» TEXT PASSAGE
Content starts

Penicillin and Streptomycin: A Heritage to be Preserved
Penicillins are used in the treatment of diseases such as meningitis, throat infections, syphilis and so on. Streptomycin on the other hand, is used in the treatment of Tuberculosis. Antibiotics have helped in the expansion of highly complex medical interventions such as organ transplantations. These antibiotics are not just used for humans but are also used in animal husbandry, animal medicine and in the treatment of crop diseases. But the day is not far when these revolutionary medicines would fail to fight against diseases. The biggest challenge faced by the antibiotic world today is the development of antibiotic resistance. Resistance towards penicillin came into notice during the 1960’s and since then it has been spreading gradually.
Each day thousands of bacteria are mutating making themselves immune to antibiotics. The day will not be far when once again minor injuries will be able to claim lives. Antibiotic resistance will limit various medical procedures. It is not just a peril to life but also poses a great threat to the economy. Centre for disease Control and Prevention estimates that each year 23,000 deaths and 2 million illnesses are caused due to antibiotic resistance. Gram-negative bacteria, enterobacteriacea and various Staphylococcus strains are some examples of bacteria resistant to penicillin. Overuse, overprescribing, improper and incomplete use of antibiotics has led to antibacterial resistance. Antibacterial resistance is now proving to be a major public health threat.

Content ends

» TASK ITEM A
Answer briefly, using the passage on penicillin and streptomycin:
(i) Which disease does the passage say streptomycin is used to treat?
(ii) During which decade did resistance toward penicillin come into notice?
(iii) How many deaths each year does the Centre for Disease Control and Prevention attribute to antibiotic resistance?
» TASK ITEM B
Write what follows the last sentence of the passage on penicillin and streptomycin.

» INFORMATION SHOWN
Content starts

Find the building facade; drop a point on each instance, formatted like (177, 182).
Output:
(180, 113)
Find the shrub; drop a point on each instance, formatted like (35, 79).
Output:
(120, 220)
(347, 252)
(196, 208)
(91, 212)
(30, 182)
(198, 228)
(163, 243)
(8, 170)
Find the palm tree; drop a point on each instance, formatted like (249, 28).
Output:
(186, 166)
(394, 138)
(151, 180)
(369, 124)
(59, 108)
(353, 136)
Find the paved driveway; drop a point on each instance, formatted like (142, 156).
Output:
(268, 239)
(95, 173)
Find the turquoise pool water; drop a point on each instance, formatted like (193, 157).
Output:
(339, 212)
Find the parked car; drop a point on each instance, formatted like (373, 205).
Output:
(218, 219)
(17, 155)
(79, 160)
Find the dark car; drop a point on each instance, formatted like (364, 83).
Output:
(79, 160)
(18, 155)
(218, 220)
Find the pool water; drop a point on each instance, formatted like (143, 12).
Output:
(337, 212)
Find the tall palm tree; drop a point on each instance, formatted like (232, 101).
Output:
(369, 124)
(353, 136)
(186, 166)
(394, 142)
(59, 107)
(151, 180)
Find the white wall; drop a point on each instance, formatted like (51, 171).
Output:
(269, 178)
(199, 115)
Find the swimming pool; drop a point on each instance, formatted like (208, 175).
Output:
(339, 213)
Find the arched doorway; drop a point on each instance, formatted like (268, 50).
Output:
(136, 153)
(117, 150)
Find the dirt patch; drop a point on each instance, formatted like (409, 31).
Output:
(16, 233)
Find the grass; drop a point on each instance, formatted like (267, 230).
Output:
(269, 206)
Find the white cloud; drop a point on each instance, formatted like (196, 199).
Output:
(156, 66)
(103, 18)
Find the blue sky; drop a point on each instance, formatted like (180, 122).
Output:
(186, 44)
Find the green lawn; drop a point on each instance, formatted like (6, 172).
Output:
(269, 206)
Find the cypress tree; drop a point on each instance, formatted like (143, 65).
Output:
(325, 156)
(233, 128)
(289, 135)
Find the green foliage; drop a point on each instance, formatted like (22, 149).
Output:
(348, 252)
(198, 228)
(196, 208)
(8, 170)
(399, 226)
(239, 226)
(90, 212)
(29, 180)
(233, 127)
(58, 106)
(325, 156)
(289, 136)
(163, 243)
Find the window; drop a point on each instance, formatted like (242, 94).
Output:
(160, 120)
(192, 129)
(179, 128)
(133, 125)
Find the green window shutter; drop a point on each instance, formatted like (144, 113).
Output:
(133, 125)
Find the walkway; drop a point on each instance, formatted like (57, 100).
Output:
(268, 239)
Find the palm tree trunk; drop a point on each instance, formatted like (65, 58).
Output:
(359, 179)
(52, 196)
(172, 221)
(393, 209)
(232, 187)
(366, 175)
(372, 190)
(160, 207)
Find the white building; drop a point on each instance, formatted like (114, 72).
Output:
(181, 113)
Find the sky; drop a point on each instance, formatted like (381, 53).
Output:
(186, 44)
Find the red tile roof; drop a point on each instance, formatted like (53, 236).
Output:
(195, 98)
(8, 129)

Content ends

» WRITTEN REPLY A
(i) Tuberculosis.
(ii) The 1960s.
(iii) 23,000 deaths.

» WRITTEN REPLY B
Despite the given circumstances, Penicillins and Streptomycins still continue to be the most widely used drugs, due to their efficacy, fewer side effects and affordability. Pharmaceutical companies should dedicate their resources in order to preserve and promote the continuous availability of these revolutionary medicines by modifications in the drug to increase its effectiveness. More of research and development, educating the public and judicial use of antibiotics needs to be encouraged to combat the menace of antibacterial resistance and protect the heritage of antibiotics.